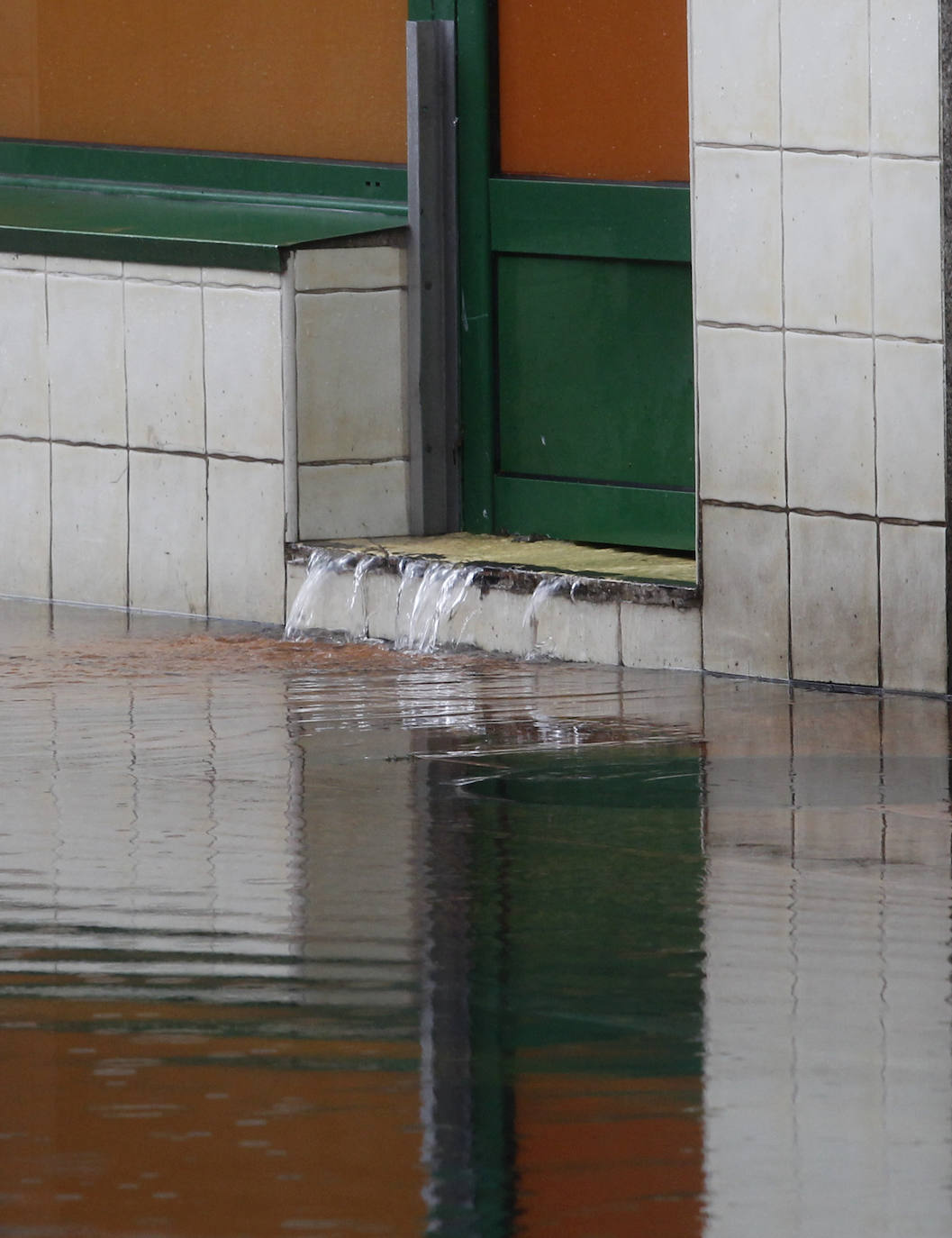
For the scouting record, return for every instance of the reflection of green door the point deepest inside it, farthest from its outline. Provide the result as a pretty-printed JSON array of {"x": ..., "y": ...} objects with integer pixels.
[
  {"x": 585, "y": 982},
  {"x": 575, "y": 267}
]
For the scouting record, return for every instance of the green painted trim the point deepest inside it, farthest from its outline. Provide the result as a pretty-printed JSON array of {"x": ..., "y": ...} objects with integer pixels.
[
  {"x": 476, "y": 394},
  {"x": 585, "y": 512},
  {"x": 591, "y": 219},
  {"x": 182, "y": 231},
  {"x": 377, "y": 184},
  {"x": 431, "y": 10}
]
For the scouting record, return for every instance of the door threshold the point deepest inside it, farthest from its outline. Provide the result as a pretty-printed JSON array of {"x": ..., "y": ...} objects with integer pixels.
[{"x": 617, "y": 565}]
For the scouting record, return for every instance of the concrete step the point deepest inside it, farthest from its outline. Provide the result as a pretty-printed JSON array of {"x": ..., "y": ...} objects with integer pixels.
[{"x": 435, "y": 593}]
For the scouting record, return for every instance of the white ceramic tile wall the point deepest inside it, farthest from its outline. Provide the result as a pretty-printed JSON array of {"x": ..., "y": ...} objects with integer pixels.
[
  {"x": 89, "y": 523},
  {"x": 737, "y": 259},
  {"x": 906, "y": 244},
  {"x": 168, "y": 547},
  {"x": 912, "y": 573},
  {"x": 825, "y": 78},
  {"x": 827, "y": 278},
  {"x": 25, "y": 519},
  {"x": 736, "y": 72},
  {"x": 352, "y": 376},
  {"x": 830, "y": 439},
  {"x": 746, "y": 609},
  {"x": 740, "y": 424},
  {"x": 244, "y": 397},
  {"x": 353, "y": 500},
  {"x": 159, "y": 370},
  {"x": 833, "y": 599},
  {"x": 245, "y": 540},
  {"x": 847, "y": 189},
  {"x": 23, "y": 395},
  {"x": 910, "y": 434},
  {"x": 904, "y": 73},
  {"x": 164, "y": 367},
  {"x": 86, "y": 366}
]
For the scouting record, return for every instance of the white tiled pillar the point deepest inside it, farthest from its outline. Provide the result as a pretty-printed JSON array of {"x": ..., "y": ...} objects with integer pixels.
[
  {"x": 352, "y": 367},
  {"x": 819, "y": 300}
]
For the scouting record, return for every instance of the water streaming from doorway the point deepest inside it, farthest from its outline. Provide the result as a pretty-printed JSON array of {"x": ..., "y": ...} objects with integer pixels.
[
  {"x": 429, "y": 596},
  {"x": 307, "y": 939}
]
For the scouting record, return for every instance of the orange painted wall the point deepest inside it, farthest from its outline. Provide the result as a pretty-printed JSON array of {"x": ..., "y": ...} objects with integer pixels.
[
  {"x": 311, "y": 78},
  {"x": 594, "y": 89},
  {"x": 608, "y": 1157}
]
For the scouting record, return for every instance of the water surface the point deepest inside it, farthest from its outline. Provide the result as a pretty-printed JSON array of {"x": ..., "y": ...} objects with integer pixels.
[{"x": 333, "y": 940}]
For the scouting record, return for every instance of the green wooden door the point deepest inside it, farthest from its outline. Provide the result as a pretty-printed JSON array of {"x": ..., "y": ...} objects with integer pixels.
[{"x": 576, "y": 350}]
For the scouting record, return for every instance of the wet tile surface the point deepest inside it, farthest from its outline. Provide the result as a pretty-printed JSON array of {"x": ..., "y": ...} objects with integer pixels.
[{"x": 316, "y": 939}]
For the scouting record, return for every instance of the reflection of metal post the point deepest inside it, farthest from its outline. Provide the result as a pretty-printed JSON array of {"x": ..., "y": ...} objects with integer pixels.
[
  {"x": 432, "y": 277},
  {"x": 445, "y": 1020}
]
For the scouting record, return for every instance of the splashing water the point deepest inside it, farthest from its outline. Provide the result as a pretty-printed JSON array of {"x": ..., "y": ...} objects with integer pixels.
[
  {"x": 441, "y": 592},
  {"x": 429, "y": 596}
]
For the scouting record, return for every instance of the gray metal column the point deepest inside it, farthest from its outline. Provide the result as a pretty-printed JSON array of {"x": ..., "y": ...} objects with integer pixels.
[{"x": 432, "y": 331}]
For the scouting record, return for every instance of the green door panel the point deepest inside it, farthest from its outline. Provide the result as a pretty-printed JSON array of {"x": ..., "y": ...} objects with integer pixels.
[
  {"x": 615, "y": 515},
  {"x": 591, "y": 219},
  {"x": 576, "y": 341},
  {"x": 595, "y": 370}
]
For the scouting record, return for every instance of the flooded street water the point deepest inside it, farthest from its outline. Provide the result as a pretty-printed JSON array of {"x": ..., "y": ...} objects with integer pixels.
[{"x": 317, "y": 940}]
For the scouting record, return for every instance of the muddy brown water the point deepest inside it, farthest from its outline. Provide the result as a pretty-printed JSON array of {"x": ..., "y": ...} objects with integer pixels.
[{"x": 311, "y": 939}]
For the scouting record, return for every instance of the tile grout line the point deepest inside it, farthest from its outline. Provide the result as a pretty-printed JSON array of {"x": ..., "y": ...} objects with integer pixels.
[
  {"x": 128, "y": 457},
  {"x": 50, "y": 440},
  {"x": 783, "y": 346},
  {"x": 873, "y": 338},
  {"x": 945, "y": 144}
]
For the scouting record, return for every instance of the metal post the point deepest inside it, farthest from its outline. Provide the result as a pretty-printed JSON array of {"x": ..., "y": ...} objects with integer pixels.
[{"x": 432, "y": 330}]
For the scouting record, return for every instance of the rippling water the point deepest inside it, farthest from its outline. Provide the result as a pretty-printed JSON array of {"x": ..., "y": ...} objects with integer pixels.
[{"x": 304, "y": 939}]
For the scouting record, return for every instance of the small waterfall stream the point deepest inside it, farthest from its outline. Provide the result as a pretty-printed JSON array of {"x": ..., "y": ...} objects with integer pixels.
[{"x": 429, "y": 596}]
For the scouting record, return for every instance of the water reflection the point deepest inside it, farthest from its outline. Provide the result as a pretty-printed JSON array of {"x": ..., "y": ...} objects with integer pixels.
[{"x": 331, "y": 940}]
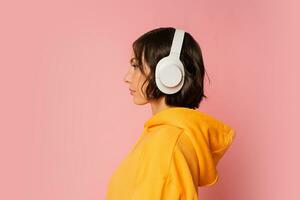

=======

**TASK**
Reproduce exactly the line containing "of the rippling" and every line after it in the material above, up to and including the last. Exclude all pictures.

**ANSWER SPACE**
For the scouting record, return for every instance of the rippling water the point deepest inside it, farthest from its outline. Provide the result as a pretty-printed JSON array of {"x": ..., "y": ...} objects with integer pixels.
[{"x": 304, "y": 939}]
For the scouting record, return for every instance of the small waterfall stream the point deepest inside it, farthest from its outline. Provide the result as a pretty-printed JSON array of {"x": ..., "y": ...} objects with integer pixels.
[{"x": 429, "y": 596}]
For the scouting record, return for every instance of the water reflection the point deepest inside it, farthest from its outline. Provide the result as a pretty-printed JSON array of {"x": ..., "y": ...} objects with integer pixels.
[{"x": 331, "y": 940}]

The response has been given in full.